* _取り組む問題_: ネパールの医学教育に関する文書によると、最初のMBBS教育プログラムが開始されたのは何年ですか。

* _文書抜粋_:

--------------------------------------------------

ネパールにおける医学教育システムの概要

医学部卒業生を如何に国内に留めるかは、ネパール政府にとって非常に深刻な課題になっています。

2016年7月、2度目の日本への短期留学の機会に質問頂いた、私の母国ネパールにおける医学教育システムについて日本の皆様に向けて解説します。

ネパールでの医学教育の歴史はまだとても浅いものです。正規の医学教育が始められたのは、たった38年前に過ぎません。看護や初歩的な保健の教育コースを提供する機関は1971年まで非常に限られており、医学の勉強は外国に行く位しかほとんど選択肢がありませんでした。

1972年になって医学研究所が設立され、医療補助の資格のための基本的な保健の教育コースが実施されるようになりました。そして1978年になってトリブバン大学傘下の医学研究所となり、漸く最初のMBBS教育プログラム(内科学外科学学士) が開始されました。

--------------------------------------------------

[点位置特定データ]

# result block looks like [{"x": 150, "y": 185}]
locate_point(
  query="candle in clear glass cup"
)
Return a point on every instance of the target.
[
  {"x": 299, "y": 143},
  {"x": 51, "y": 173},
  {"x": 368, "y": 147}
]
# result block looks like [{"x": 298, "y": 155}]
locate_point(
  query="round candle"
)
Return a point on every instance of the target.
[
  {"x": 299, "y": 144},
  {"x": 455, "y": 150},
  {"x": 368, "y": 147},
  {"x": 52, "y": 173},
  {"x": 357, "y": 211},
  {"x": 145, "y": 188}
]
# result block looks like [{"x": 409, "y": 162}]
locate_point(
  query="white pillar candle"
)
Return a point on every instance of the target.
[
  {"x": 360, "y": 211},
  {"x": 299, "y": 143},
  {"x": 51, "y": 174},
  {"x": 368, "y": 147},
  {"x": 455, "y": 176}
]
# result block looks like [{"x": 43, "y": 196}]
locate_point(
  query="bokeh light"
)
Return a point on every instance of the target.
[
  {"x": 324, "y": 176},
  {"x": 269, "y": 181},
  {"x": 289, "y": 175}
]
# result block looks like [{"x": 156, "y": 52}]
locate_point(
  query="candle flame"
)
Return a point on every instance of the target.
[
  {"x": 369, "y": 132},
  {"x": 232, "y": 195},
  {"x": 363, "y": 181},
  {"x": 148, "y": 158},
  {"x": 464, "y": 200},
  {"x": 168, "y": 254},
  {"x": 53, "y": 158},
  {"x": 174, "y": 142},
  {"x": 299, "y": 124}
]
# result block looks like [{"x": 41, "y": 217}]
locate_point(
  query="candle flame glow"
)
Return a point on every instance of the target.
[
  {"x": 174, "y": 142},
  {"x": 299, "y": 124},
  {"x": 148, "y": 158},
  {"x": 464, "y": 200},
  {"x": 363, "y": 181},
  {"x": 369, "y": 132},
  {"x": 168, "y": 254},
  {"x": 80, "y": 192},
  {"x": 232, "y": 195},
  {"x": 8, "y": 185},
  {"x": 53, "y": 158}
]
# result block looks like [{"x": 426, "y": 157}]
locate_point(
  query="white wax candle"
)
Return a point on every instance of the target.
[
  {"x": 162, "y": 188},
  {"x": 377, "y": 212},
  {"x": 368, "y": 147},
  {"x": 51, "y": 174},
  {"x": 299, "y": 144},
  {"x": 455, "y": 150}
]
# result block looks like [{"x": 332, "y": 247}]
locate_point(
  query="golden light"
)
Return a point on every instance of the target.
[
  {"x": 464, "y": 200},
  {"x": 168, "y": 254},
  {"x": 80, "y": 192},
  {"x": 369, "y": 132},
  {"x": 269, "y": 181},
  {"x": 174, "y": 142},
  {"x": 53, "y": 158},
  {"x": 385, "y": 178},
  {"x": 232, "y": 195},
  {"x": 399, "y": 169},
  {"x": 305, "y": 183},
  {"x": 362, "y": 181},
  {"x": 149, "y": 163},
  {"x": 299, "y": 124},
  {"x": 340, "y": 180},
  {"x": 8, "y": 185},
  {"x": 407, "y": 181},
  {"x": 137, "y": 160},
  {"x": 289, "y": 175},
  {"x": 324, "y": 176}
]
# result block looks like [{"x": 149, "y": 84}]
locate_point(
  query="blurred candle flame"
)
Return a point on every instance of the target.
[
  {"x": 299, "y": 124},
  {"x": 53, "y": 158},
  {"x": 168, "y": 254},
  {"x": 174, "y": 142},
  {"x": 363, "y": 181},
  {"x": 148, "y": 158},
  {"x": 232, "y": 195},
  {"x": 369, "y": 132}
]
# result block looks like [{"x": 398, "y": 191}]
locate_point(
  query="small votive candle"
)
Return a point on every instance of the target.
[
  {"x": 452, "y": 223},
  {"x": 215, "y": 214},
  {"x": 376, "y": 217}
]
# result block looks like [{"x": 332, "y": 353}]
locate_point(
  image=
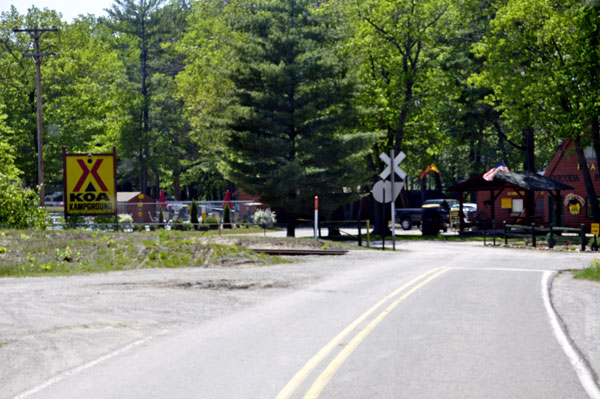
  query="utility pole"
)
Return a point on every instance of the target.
[{"x": 36, "y": 33}]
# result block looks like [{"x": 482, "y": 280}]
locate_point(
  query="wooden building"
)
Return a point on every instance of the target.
[{"x": 513, "y": 197}]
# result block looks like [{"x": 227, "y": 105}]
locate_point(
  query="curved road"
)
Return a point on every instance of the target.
[{"x": 433, "y": 321}]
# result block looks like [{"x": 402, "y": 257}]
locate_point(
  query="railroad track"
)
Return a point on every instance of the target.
[{"x": 300, "y": 252}]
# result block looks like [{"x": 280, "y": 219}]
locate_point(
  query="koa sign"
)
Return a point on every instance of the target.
[{"x": 90, "y": 184}]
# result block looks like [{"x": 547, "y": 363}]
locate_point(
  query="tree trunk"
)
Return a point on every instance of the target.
[
  {"x": 529, "y": 166},
  {"x": 291, "y": 225},
  {"x": 587, "y": 180},
  {"x": 380, "y": 214}
]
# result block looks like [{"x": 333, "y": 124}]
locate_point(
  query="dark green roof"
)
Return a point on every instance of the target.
[{"x": 523, "y": 180}]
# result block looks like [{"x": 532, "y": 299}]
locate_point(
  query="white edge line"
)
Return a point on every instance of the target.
[
  {"x": 501, "y": 269},
  {"x": 79, "y": 369},
  {"x": 581, "y": 368}
]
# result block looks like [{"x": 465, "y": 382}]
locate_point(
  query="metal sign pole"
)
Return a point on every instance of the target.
[
  {"x": 384, "y": 221},
  {"x": 393, "y": 156}
]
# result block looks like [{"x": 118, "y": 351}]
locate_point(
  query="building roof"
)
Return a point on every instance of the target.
[
  {"x": 126, "y": 196},
  {"x": 520, "y": 180}
]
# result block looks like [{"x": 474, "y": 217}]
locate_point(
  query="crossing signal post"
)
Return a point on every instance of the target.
[
  {"x": 36, "y": 33},
  {"x": 384, "y": 191}
]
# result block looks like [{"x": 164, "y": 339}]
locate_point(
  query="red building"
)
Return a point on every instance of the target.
[
  {"x": 565, "y": 169},
  {"x": 573, "y": 209}
]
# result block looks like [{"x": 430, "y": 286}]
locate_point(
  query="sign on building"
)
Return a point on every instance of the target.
[{"x": 90, "y": 184}]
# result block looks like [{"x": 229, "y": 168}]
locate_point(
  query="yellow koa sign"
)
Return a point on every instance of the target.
[{"x": 90, "y": 184}]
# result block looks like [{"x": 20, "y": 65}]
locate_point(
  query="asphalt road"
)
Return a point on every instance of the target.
[{"x": 435, "y": 321}]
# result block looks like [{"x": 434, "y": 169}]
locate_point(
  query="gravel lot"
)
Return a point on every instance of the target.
[{"x": 50, "y": 325}]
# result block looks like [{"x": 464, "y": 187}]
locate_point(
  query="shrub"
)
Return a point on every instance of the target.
[
  {"x": 20, "y": 206},
  {"x": 194, "y": 214},
  {"x": 177, "y": 224},
  {"x": 161, "y": 217},
  {"x": 202, "y": 227},
  {"x": 213, "y": 223},
  {"x": 265, "y": 217}
]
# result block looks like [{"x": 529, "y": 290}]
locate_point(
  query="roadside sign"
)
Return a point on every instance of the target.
[
  {"x": 388, "y": 161},
  {"x": 382, "y": 190},
  {"x": 506, "y": 203},
  {"x": 90, "y": 184}
]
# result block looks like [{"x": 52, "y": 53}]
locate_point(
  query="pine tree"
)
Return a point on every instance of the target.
[
  {"x": 194, "y": 214},
  {"x": 292, "y": 119},
  {"x": 227, "y": 217}
]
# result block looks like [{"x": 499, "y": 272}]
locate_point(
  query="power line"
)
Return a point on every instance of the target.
[{"x": 36, "y": 33}]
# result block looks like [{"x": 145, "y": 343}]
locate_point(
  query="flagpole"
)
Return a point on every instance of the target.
[{"x": 392, "y": 157}]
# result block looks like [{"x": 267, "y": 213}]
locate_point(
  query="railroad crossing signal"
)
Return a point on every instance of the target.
[{"x": 397, "y": 169}]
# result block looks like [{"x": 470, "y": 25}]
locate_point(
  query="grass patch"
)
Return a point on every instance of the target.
[
  {"x": 590, "y": 273},
  {"x": 420, "y": 237},
  {"x": 66, "y": 252}
]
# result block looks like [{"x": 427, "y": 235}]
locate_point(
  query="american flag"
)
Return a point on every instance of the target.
[{"x": 490, "y": 174}]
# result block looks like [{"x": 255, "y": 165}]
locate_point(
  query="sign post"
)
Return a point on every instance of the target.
[
  {"x": 379, "y": 190},
  {"x": 90, "y": 184},
  {"x": 316, "y": 217}
]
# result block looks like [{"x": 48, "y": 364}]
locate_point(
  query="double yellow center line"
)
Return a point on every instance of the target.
[{"x": 324, "y": 378}]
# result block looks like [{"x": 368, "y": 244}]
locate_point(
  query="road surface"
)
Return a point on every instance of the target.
[{"x": 435, "y": 320}]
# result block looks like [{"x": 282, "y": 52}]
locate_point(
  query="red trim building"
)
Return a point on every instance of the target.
[{"x": 573, "y": 208}]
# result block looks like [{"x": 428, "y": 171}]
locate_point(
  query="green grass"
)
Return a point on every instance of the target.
[
  {"x": 66, "y": 252},
  {"x": 419, "y": 237},
  {"x": 590, "y": 273}
]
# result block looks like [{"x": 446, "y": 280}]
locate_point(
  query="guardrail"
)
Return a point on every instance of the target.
[{"x": 551, "y": 235}]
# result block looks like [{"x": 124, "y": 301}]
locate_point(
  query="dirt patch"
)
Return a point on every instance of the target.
[{"x": 233, "y": 285}]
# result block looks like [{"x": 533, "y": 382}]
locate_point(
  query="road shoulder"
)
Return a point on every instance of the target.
[{"x": 577, "y": 302}]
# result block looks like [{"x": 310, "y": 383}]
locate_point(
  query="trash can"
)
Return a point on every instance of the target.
[{"x": 431, "y": 222}]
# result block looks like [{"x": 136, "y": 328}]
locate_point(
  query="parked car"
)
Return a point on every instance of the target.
[
  {"x": 409, "y": 217},
  {"x": 469, "y": 211}
]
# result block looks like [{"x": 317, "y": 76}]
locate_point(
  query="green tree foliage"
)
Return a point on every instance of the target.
[
  {"x": 7, "y": 156},
  {"x": 227, "y": 217},
  {"x": 19, "y": 207},
  {"x": 400, "y": 43},
  {"x": 205, "y": 88},
  {"x": 291, "y": 119},
  {"x": 18, "y": 83}
]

--------------------------------------------------

* _回答_: 1978年です。